◆ Task
Without the pictures, return all of the material exactly as written.
# start of Recorded information
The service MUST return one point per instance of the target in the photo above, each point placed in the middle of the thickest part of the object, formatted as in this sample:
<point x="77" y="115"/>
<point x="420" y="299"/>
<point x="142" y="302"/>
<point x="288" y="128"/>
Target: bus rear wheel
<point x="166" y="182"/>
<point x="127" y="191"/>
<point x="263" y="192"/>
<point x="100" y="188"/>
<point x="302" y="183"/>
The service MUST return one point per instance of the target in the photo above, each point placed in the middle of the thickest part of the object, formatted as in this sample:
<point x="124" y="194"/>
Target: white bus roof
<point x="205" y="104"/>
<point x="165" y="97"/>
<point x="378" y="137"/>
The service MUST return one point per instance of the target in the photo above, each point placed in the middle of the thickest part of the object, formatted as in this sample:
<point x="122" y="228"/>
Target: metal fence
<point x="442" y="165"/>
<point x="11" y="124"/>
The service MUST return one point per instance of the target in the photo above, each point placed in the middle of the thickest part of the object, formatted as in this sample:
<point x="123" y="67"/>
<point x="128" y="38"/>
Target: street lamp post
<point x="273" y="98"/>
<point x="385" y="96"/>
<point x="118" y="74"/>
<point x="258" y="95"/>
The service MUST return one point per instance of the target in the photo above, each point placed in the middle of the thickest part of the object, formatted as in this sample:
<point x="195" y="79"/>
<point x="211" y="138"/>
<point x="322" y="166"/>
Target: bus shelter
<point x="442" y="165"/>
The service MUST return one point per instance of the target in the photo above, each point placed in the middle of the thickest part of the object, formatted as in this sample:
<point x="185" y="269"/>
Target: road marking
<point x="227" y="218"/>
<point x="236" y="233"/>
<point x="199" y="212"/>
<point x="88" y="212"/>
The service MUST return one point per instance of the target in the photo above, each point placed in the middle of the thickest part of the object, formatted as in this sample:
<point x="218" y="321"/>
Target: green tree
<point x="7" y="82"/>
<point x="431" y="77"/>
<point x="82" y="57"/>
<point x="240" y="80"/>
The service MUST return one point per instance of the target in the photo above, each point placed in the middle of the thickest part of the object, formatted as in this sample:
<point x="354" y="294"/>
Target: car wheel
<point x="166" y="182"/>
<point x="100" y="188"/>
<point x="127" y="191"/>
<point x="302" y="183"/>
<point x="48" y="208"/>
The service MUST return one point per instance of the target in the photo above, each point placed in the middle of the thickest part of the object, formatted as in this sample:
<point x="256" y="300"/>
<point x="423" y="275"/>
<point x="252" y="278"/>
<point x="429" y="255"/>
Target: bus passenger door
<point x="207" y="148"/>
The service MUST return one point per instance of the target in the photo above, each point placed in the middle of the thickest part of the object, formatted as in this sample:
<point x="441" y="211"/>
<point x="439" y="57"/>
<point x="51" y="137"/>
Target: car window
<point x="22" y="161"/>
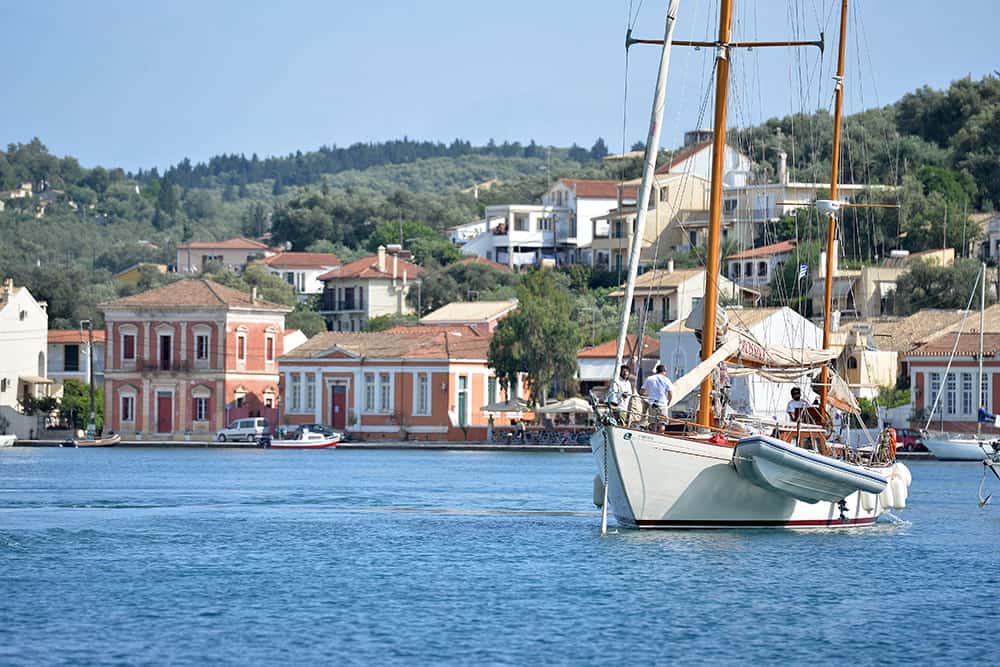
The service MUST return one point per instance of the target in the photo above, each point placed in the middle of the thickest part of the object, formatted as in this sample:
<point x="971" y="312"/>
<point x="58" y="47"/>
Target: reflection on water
# end of Recorded information
◆ Solution
The service MUST return one point per instance of the target in the photo above, each point placed in the middle of the thickest part of the object, formatted as in this sample:
<point x="77" y="115"/>
<point x="420" y="299"/>
<point x="142" y="302"/>
<point x="288" y="128"/>
Target: bus rear wheel
<point x="166" y="182"/>
<point x="127" y="191"/>
<point x="263" y="192"/>
<point x="100" y="188"/>
<point x="302" y="183"/>
The service MUST return one point per instance of the target in the photo above, each point placed in the middle of the thickest part of the object, formatted as in this sample:
<point x="124" y="194"/>
Target: white bus roof
<point x="205" y="104"/>
<point x="165" y="97"/>
<point x="378" y="137"/>
The service MUST return one point per instance of the target in the photo above, each point placed in the middle of the thickest part of the object, formatted as in this sample:
<point x="122" y="228"/>
Target: metal fence
<point x="442" y="165"/>
<point x="11" y="124"/>
The service MUST return one point per instance of the target in the photo above, each point placed in the middle of the thickest part of the object, formatted as in this sample:
<point x="123" y="67"/>
<point x="128" y="38"/>
Target: street lamp post
<point x="273" y="98"/>
<point x="385" y="96"/>
<point x="118" y="74"/>
<point x="258" y="95"/>
The service MUST return one point per instance of the target in the photo above, each point placed in the middle of the thickest part of the object, formatted as in this sample:
<point x="195" y="79"/>
<point x="211" y="138"/>
<point x="322" y="166"/>
Target: bus shelter
<point x="442" y="165"/>
The service MUST return one point per instance of the target in the photo above, each point placed in the middle of the thickest part of the object, formatted as in this sample:
<point x="185" y="269"/>
Target: road marking
<point x="227" y="218"/>
<point x="236" y="233"/>
<point x="199" y="212"/>
<point x="88" y="212"/>
The service MUST return one point per instance of the target in the photo above, each point placed in the middle of the thickest part of the object, formatted as in this sample:
<point x="218" y="321"/>
Target: green tree
<point x="7" y="82"/>
<point x="431" y="77"/>
<point x="82" y="57"/>
<point x="240" y="80"/>
The service MUST return one point per instance of the target in the photo above, each point placed in the middle of the thickest part of the object, formatted as in this sample:
<point x="354" y="294"/>
Target: car wheel
<point x="166" y="182"/>
<point x="100" y="188"/>
<point x="127" y="191"/>
<point x="302" y="183"/>
<point x="48" y="208"/>
The service MUST return one point per instance of the target in the photo above, each point placed in the middle of the thickest part of the object, formatted as in this sample:
<point x="256" y="300"/>
<point x="423" y="275"/>
<point x="252" y="278"/>
<point x="429" y="255"/>
Target: bus passenger door
<point x="207" y="148"/>
The service MUST return one point per instance of the target in the photo above, each point placed in the middle of the thickest part of the object, formatted as in this sample:
<point x="441" y="211"/>
<point x="439" y="57"/>
<point x="51" y="137"/>
Target: car window
<point x="22" y="161"/>
The service MUST return one point per instance of the target in the photo above, each point placed in the middle of the thickest part of the object, formatted as in this sample:
<point x="971" y="312"/>
<point x="58" y="47"/>
Target: reflection on water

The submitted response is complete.